Reproduce the part of the text on Spanish occupation licences and habitability certificates that opens with "The certificate is" and closes with "Murcia – Decree 29/2010.", substituting "Illes Balears" for "Balearic Islands".

[PAGE EXTRACT Boundary: Start]

In the field of Spanish urban planning law, two documents often cause confusion among property owners, developers, and purchasers: the Licencia de Ocupación (Occupation Licence) and the Cédula de Habitabilidad (Certificate of Habitability). Both are essential to establish that a dwelling is suitable for habitation, yet they are not the same, and their requirement depends on the Autonomous Community.
Below is an explanation of what each document entails, their differences, and which regions currently require them.
What is the Occupation Licence?
The Licencia de Ocupación (also referred to as the Licencia de Primera Ocupación or Licencia de Utilización) is the administrative authorisation that permits the use of a dwelling or building once construction has been completed.
It is granted by the local council (ayuntamiento) after verifying that the building has been executed in accordance with the approved project and complies with applicable urban planning, safety, and accessibility regulations.
In other words, the occupation licence legally enables the use of the property and is generally indispensable for contracting utilities, registering the dwelling, or commencing tourist or commercial activities. Contrary to common misconception, it is not the certificate of habitability that authorises occupation and use of the dwelling, but rather the occupation licence.
What is the Certificate of Habitability?
The Cédula de Habitabilidad is a technical and administrative document issued by the Autonomous Community (or, by delegation, the local council), certifying that a dwelling meets the minimum conditions of habitability and sanitation established by current regulations.
These conditions include, among others, the minimum usable surface area, ventilation, natural lighting, ceiling height, and compliance of electrical and water installations.
The certificate is required in order to:
- Sell or lease a dwelling.
- Contract basic utility services (water, electricity, gas).
- Renew its validity periodically (generally every 10 to 15 years, depending on the Autonomous Community).
In Spain, regulation of habitability and occupation falls within the competence of the Autonomous Communities; hence, each region applies its own specific legal framework.
Autonomous Communities requiring both the Occupation Licence and the Certificate of Habitability:
- Catalonia – Decree 141/2012 of 30 October.
- Balearic Islands – Decree 145/1997 and Decree 36/2014.
- Valencian Community – Decree 151/2009.
- Region of Murcia – Decree 29/2010.
- Navarre – Foral Decree 142/2004.
- La Rioja – Decree 29/2010.
- Cantabria – Decree 141/1991.
- Asturias – Decree 85/2018.
- Extremadura – Decree 75/2014.
These regions maintain a dual control system: one at the municipal level (urban planning) and another at the regional level (habitability).
Autonomous Communities where the Occupation Licence replaces the Certificate of Habitability:
- Andalusia – Law 7/2002 on Urban Planning of Andalusia.
- Aragon – Decree 1/2008.
- Castile and León – Law 5/1999 on Urban Planning.
- Castile-La Mancha – Decree 34/2011.
- Galicia – Law 1/2021 on Territorial Planning.
- Madrid – Law 9/2001 on Land Use.
- Basque Country – Law 2/2006 on Land and Urban Planning.
In these regions, the occupation licence serves both functions, meaning that only the municipal authorisation is required to prove that the dwelling may be lawfully inhabited.

[PAGE EXTRACT Boundary: End]
[INFORMATION PROVIDED Boundary: Start]

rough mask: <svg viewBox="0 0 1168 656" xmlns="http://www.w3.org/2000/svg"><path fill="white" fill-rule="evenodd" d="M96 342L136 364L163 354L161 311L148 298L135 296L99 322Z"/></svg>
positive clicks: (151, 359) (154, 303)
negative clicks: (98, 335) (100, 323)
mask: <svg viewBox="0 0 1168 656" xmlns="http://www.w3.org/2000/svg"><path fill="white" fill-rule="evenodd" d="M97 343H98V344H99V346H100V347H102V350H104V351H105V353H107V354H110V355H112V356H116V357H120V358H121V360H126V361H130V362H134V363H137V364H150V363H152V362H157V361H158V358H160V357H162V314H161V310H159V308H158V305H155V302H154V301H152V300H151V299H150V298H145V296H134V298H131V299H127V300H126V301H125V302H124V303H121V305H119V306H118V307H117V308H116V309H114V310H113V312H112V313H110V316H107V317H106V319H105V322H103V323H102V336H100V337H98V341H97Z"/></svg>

[INFORMATION PROVIDED Boundary: End]

→ **FINAL ANSWER**
The certificate is required in order to:
- Sell or lease a dwelling.
- Contract basic utility services (water, electricity, gas).
- Renew its validity periodically (generally every 10 to 15 years, depending on the Autonomous Community).
In Spain, regulation of habitability and occupation falls within the competence of the Autonomous Communities; hence, each region applies its own specific legal framework.
Autonomous Communities requiring both the Occupation Licence and the Certificate of Habitability:
- Catalonia – Decree 141/2012 of 30 October.
- Illes Balears – Decree 145/1997 and Decree 36/2014.
- Valencian Community – Decree 151/2009.
- Region of Murcia – Decree 29/2010.